## What this exercise asks
A. According to the Coeur d'Alene budget article, what preliminary budget window is the short-term plan working with?
B. Continue the Coeur d'Alene budget article from its final sentence.
=== Passage provided ===
Department heads, council working on spending plan; Gov. Little drops in

The endless merry-go-round of crafting a city budget made another spin Monday, as department heads from Coeur d’Alene came before staff and city councilmembers to work on their budgets for the next fiscal year.

“It’s basically a goal-setting and goal-sharing session, and it’s a great way for council to hear some information about each department,” city administrator Troy Tymesen said before the afternoon meeting.

The short-term plan is working with a $103,916,000 preliminary budget window, one that will be adjusted and narrowed in the months to come as council gives its guidance over which projects could be tabled, expanded, trimmed or eliminated.

For upwards of four hours, department heads congregated in the new socially-distancing seating of the library’s community room, listening as — one-by-one — each presented their departments’ financial outlooks for the year ahead.

Coeur d’Alene was treated to both a financial and in-person surprise shortly after 3 p.m., when Gov. Brad Little made an appearance. Little, who was in Coeur d’Alene to outreach amid both the pandemic and heightened civil unrest, praised City Hall for the arduous work ahead in their budget process while promoting a new $200 million measure to give property owners tax relief.

“I know that Kootenai County and Coeur d’Alene are kind of ground zero for property taxes,” Little told The Press. “We thought, ‘What better place than to come up here and talk about it?’”
=== Provided data ===
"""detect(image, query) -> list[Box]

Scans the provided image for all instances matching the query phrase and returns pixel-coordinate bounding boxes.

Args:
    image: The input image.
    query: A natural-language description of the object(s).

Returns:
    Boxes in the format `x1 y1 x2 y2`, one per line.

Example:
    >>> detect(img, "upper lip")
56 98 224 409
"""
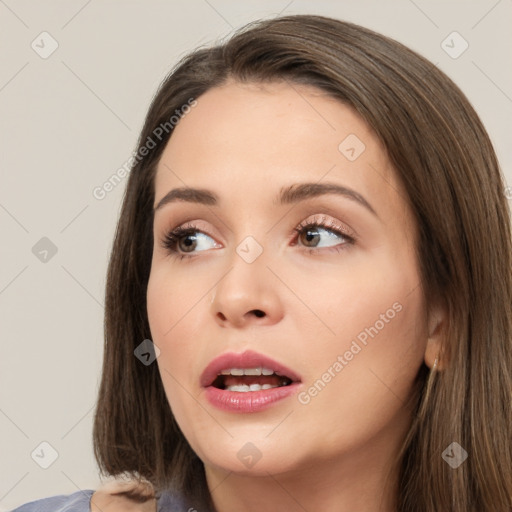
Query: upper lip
200 350 301 387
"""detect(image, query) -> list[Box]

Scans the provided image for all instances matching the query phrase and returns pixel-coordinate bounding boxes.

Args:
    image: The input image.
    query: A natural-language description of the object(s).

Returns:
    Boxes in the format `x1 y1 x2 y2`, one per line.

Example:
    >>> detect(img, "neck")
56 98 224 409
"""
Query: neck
205 432 404 512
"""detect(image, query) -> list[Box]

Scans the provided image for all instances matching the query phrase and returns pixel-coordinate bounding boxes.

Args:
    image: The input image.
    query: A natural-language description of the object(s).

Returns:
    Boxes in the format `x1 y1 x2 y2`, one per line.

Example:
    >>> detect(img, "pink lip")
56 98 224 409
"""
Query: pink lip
200 350 301 413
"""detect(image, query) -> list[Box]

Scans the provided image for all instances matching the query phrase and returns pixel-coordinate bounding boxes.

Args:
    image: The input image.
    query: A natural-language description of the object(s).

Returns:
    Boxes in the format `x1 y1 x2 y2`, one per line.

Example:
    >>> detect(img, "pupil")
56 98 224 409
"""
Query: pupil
306 229 319 245
179 234 197 252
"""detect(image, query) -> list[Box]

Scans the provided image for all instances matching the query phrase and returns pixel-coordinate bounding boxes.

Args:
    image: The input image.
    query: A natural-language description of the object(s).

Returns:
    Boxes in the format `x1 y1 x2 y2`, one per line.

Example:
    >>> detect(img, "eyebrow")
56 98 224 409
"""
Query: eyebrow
153 183 378 217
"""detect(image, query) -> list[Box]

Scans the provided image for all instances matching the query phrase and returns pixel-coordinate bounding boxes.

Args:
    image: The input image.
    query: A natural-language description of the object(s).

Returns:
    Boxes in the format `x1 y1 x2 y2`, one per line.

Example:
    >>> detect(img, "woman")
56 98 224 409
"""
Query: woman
13 15 512 512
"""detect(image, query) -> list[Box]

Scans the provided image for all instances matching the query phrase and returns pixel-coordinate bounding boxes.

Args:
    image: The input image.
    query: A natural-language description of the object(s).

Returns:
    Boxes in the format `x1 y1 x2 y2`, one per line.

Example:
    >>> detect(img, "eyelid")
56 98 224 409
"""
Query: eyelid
294 213 359 242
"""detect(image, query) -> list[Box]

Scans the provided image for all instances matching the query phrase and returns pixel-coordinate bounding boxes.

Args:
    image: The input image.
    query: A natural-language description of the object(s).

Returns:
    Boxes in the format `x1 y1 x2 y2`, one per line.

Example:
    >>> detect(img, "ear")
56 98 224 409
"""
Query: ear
424 301 448 371
90 480 157 512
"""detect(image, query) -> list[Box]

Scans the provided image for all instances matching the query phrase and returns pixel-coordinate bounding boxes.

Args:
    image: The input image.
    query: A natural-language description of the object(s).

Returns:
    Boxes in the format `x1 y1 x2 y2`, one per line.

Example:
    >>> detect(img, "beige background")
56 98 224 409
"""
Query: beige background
0 0 512 511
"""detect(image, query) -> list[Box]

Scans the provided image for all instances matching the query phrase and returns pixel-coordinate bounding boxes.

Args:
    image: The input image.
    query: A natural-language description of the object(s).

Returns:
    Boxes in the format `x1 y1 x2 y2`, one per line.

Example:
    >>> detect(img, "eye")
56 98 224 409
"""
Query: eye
294 216 355 251
162 225 221 259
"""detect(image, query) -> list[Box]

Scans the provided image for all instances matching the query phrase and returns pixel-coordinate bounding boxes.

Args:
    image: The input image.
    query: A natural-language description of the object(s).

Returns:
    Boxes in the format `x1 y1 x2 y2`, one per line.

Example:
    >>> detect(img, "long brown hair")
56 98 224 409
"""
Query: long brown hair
94 15 512 512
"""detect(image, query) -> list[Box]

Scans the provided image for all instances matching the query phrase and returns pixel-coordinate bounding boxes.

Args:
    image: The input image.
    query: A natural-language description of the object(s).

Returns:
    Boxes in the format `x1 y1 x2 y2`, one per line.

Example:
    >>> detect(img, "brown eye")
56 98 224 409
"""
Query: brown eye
299 229 320 247
295 223 353 249
178 233 197 252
===
## Expected outputs
A. $103,916,000

B.
The plan will cover 103 percent of public safety salary costs in Idaho cities and counties, so long as their budgets for those salaries don’t pull from property taxes. Funding comes from the $1.25 billion in federal CARES Act relief handed down to states in late March. It’s a plan, Little said, designed to help alleviate the burden of property owners across the state.

“Right now, there are so many people who’ve been hurt by either a slowdown or a shutdown of their business, or they’ve been laid off,” Little said. “One of the most critical things we can do is give them some property tax relief. This won’t solve the problem, but I think the numbers are kind of where people want to see it...and it’ll give the Legislature some breathing room to come up with a more long-term fix.”

Little’s plan was not the only mention of COVID-19 to stamp itself into the afternoon conversation. Tymesen said the pandemic that has decimated public health systems and wreaked economic havoc on countries around the world was the number one calamity hurting the city’s coming budget.

He expects the biggest impact on next year’s plan will be in gas tax revenue, he said.

“That’s the one we’re looking at. Looking into the future, we predicted $2.3 million in highway user tax; now that estimate’s just under $2 million.”